* [Task details]
From the article on construction industry challenges below, extract the passage starting at "This article looks" and ending at "become productive faster.", copied word for word.

* [Selection]
Construction Industry Challenges 2025
Construction Productivity, construction technology, General Contractor, Owner, Subcontractor —

Construction Industry Challenges 2025

PeritusSeptember 22, 2025 • 5 min read

The construction industry enters the final stretch of 2025 with both promise and pressure. After years of slow growth and more complex projects, the industry faces unique challenges. These challenges need better execution, stronger workforce management strategies, and smarter use of technology.

For project managers, executives, and field leaders, the last four months of the year are important. They are not just about meeting deadlines. This time is a test for profitability, compliance, and competitiveness.

This article looks at the biggest challenges in the construction industry for 2025. It discusses their importance now and how contractors can tackle them before the end of the year.

1. Persistent Labor Shortages

Skilled labor remains the number one issue in construction. The Associated Builders and Contractors (ABC) says the industry will need more workers. Experts estimate that companies will require over 439,000 additional workers by 2025 to meet demand.

For contractors, the challenge is twofold:

  • Recruitment and retention: Attracting new talent while retaining experienced workers.
  • Onboarding speed: With projects running on tighter schedules, new hires must become productive faster.

Year-end priority: Standardize digital workflows to enable new employees to adapt to company systems and processes quickly. Configurable tools like mobile timekeeping and production tracking reduce the training curve while boosting accuracy.

* [Supplied data]
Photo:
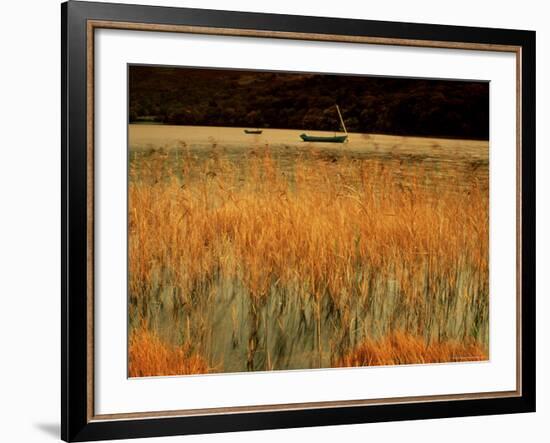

* [Task result]
This article looks at the biggest challenges in the construction industry for 2025. It discusses their importance now and how contractors can tackle them before the end of the year.

1. Persistent Labor Shortages

Skilled labor remains the number one issue in construction. The Associated Builders and Contractors (ABC) says the industry will need more workers. Experts estimate that companies will require over 439,000 additional workers by 2025 to meet demand.

For contractors, the challenge is twofold:

  • Recruitment and retention: Attracting new talent while retaining experienced workers.
  • Onboarding speed: With projects running on tighter schedules, new hires must become productive faster.